DIRECTIONS.
Arrange the portion of the listing from its first line through the line containing "positive clicks: (616, 302)" as a JSON list of strings, one string per line, with blank lines omitted.

DATA TO USE.
....................
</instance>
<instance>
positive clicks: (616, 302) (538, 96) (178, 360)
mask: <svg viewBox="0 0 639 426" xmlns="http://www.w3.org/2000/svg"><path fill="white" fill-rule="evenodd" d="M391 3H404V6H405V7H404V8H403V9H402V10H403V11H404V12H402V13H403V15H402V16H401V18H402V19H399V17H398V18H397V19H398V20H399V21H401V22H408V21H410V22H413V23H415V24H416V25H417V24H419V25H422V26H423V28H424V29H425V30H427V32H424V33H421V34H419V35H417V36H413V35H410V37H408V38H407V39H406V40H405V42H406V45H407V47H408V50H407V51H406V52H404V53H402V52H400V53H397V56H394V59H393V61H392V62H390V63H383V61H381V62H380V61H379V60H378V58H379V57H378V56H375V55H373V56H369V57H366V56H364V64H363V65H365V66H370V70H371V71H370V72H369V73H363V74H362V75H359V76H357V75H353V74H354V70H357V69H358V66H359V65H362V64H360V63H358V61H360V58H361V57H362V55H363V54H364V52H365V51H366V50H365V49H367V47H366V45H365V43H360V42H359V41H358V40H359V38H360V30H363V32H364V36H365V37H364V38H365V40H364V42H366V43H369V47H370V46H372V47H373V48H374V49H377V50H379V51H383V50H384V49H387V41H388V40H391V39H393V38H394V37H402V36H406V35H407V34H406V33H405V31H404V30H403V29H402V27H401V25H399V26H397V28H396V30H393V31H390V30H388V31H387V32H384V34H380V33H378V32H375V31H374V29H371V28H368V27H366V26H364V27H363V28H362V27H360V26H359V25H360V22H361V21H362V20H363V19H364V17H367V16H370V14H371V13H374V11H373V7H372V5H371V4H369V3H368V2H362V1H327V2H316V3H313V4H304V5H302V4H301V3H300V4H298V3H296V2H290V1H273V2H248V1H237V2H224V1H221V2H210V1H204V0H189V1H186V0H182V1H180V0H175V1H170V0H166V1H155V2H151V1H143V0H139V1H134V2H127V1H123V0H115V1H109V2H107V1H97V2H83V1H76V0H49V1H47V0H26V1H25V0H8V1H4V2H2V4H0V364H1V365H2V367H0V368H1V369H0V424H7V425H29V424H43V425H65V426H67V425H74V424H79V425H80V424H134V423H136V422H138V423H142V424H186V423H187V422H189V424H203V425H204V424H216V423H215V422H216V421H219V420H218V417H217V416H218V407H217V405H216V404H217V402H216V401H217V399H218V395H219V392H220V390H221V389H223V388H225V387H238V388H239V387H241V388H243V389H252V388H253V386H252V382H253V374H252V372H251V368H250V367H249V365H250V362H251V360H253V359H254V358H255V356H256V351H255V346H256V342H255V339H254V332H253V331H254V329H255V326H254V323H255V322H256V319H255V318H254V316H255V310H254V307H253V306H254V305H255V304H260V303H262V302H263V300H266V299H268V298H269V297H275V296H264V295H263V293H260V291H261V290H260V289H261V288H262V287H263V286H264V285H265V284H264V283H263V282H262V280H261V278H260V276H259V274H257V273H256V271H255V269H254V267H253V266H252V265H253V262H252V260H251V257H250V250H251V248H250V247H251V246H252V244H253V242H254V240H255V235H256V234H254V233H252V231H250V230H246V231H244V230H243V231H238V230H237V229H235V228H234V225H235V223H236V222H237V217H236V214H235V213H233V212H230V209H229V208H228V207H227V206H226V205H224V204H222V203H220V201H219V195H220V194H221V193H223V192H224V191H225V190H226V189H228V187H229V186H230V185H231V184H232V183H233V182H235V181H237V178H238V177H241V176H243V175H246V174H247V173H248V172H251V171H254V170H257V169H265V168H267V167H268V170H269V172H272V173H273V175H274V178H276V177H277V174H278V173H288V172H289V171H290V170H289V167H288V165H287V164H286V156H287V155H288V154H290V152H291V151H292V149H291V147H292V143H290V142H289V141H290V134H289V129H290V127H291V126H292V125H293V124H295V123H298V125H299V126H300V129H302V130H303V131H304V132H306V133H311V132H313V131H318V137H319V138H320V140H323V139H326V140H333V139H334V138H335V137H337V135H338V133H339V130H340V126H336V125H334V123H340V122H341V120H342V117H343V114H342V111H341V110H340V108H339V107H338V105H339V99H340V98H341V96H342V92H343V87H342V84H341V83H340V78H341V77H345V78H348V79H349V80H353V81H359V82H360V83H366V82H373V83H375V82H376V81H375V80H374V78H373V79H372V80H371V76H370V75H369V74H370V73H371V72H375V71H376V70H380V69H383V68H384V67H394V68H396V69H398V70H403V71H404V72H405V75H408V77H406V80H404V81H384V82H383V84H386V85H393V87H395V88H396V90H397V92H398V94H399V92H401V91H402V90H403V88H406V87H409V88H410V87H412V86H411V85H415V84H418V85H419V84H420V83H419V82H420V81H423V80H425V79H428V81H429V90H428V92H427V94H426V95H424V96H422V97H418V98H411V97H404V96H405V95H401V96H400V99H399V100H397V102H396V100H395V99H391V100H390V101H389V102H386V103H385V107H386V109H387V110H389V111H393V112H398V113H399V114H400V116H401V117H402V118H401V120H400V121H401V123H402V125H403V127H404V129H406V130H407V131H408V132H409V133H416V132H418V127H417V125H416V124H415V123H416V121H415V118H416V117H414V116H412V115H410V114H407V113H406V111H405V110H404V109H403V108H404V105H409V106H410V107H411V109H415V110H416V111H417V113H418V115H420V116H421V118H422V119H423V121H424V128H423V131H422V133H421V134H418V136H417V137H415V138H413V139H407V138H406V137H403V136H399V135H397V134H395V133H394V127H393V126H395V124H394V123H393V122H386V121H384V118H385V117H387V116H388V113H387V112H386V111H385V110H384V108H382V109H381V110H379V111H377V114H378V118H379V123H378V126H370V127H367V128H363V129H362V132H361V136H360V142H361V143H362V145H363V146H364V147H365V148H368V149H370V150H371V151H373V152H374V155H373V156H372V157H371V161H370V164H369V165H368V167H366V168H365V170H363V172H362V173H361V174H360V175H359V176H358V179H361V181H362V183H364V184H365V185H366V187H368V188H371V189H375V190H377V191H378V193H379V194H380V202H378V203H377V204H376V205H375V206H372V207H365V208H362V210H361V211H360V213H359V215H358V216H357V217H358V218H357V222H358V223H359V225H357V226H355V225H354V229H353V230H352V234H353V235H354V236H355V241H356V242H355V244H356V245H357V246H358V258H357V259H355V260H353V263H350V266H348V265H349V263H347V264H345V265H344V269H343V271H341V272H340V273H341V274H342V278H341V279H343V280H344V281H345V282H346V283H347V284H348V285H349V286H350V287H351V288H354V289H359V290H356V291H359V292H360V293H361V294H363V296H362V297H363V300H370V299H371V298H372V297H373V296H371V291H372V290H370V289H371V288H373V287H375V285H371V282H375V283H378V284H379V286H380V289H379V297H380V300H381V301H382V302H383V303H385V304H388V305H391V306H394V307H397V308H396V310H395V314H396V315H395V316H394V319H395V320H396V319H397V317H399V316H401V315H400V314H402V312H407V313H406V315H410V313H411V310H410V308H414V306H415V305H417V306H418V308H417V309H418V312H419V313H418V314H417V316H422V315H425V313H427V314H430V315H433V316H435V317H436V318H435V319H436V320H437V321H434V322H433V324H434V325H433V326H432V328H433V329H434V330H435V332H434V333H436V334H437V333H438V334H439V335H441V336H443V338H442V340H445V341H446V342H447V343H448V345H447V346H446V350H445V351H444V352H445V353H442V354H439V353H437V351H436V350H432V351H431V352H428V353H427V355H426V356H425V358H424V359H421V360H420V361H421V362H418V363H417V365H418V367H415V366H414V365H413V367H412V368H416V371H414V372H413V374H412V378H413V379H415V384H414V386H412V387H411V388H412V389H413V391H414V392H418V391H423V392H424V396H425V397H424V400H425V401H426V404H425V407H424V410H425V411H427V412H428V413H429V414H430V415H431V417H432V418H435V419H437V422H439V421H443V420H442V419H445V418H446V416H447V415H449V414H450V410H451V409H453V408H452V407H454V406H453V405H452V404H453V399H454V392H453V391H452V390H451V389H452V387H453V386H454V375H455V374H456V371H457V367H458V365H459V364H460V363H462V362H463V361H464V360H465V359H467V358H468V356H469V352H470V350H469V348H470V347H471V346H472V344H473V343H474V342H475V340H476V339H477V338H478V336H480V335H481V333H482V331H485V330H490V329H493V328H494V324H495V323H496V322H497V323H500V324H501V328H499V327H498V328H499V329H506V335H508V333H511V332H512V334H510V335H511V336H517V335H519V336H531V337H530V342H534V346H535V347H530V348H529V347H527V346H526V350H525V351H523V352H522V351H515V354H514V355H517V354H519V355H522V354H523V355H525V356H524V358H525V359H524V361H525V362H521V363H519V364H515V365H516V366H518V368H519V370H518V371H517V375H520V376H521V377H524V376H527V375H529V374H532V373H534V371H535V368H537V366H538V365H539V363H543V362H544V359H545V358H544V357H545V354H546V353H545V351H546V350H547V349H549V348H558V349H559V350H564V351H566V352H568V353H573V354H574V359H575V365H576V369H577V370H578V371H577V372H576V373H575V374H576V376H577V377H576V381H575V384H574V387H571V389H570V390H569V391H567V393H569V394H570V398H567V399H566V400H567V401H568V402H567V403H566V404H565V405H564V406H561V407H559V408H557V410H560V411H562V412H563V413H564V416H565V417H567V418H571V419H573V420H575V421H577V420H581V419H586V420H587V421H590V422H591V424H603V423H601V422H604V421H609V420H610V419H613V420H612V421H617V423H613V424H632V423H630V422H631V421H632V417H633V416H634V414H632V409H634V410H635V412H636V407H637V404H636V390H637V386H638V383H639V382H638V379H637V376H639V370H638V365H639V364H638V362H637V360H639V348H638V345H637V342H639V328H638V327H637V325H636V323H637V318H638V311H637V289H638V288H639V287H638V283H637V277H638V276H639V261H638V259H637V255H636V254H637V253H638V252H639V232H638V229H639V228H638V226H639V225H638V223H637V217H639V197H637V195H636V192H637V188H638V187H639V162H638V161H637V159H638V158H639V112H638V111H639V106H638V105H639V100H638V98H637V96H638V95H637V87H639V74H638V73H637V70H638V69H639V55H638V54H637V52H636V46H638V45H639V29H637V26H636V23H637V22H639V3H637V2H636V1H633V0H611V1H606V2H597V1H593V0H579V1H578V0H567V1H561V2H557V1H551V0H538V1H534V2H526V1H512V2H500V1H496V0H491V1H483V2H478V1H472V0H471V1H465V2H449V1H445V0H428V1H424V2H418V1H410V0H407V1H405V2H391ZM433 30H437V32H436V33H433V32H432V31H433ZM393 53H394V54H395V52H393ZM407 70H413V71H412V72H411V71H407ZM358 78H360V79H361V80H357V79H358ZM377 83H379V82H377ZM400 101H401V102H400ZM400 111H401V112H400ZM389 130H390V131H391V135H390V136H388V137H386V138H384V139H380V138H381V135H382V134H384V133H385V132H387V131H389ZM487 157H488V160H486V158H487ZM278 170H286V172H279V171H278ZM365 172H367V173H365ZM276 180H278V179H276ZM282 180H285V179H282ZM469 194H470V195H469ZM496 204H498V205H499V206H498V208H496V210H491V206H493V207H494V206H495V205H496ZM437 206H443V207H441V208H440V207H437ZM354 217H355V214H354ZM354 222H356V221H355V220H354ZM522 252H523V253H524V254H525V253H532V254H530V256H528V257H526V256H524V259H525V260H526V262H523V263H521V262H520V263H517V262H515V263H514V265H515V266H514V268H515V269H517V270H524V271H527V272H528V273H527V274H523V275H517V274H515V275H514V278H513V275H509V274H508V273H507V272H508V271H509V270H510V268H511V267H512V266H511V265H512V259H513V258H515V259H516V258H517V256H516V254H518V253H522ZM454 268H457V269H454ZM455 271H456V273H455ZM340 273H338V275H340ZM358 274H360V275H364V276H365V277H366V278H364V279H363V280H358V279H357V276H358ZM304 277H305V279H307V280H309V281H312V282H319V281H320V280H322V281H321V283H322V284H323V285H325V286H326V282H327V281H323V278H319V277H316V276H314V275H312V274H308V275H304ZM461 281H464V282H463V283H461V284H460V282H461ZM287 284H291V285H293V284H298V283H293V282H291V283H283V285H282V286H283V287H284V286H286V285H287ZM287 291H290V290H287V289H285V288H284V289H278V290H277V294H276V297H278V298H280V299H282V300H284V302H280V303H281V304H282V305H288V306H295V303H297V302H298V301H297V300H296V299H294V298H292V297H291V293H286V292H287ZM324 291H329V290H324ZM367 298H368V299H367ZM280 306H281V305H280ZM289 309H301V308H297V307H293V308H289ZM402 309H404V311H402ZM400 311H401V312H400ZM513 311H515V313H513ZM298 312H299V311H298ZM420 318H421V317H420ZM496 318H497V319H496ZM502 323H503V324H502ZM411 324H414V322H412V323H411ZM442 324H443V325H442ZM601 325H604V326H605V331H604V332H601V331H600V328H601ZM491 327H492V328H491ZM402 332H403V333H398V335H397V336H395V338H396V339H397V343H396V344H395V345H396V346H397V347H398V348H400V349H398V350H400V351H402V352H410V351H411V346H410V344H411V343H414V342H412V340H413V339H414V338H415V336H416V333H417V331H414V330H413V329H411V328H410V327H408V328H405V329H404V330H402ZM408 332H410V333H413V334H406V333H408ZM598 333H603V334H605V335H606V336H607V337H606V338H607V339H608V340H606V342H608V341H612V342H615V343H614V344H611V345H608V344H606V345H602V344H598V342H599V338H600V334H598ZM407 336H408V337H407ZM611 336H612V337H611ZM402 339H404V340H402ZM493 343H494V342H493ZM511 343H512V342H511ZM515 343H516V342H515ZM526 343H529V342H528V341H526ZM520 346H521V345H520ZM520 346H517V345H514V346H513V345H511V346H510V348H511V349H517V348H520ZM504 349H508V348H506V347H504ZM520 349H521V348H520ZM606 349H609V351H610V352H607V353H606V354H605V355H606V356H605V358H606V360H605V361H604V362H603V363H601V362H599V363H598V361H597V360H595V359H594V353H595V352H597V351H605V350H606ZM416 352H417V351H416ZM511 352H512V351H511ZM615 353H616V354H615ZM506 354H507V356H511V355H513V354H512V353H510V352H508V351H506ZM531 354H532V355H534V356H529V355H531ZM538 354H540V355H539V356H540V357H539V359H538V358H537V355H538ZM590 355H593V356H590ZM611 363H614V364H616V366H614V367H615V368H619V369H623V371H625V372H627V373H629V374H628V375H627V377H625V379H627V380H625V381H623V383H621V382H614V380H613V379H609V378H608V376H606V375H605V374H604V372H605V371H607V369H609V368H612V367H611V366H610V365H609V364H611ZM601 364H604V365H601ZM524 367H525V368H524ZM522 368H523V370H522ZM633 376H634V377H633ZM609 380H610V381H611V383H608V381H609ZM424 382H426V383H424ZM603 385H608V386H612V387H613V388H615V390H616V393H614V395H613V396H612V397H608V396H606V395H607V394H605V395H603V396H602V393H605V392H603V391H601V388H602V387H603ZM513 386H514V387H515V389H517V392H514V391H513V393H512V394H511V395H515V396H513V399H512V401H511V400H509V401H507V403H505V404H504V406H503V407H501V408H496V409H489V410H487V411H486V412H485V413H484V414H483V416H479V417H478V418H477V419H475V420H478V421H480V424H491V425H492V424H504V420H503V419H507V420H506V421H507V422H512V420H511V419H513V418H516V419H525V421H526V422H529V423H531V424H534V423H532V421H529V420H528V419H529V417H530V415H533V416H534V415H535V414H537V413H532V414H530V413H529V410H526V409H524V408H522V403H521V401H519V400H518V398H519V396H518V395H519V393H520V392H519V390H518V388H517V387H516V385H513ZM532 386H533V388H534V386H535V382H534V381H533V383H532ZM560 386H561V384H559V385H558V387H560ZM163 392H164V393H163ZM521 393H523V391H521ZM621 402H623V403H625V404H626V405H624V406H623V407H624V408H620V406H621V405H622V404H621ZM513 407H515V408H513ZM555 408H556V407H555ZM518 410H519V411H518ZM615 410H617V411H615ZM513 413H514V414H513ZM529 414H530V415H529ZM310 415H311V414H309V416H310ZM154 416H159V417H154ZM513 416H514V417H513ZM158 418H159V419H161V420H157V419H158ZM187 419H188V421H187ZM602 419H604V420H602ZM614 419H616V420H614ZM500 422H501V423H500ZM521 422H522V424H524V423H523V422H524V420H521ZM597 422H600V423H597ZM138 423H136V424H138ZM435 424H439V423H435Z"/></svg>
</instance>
....................
RESPONSE FOR THIS EXERCISE.
[
  "</instance>",
  "<instance>",
  "positive clicks: (616, 302) (538, 96) (178, 360)"
]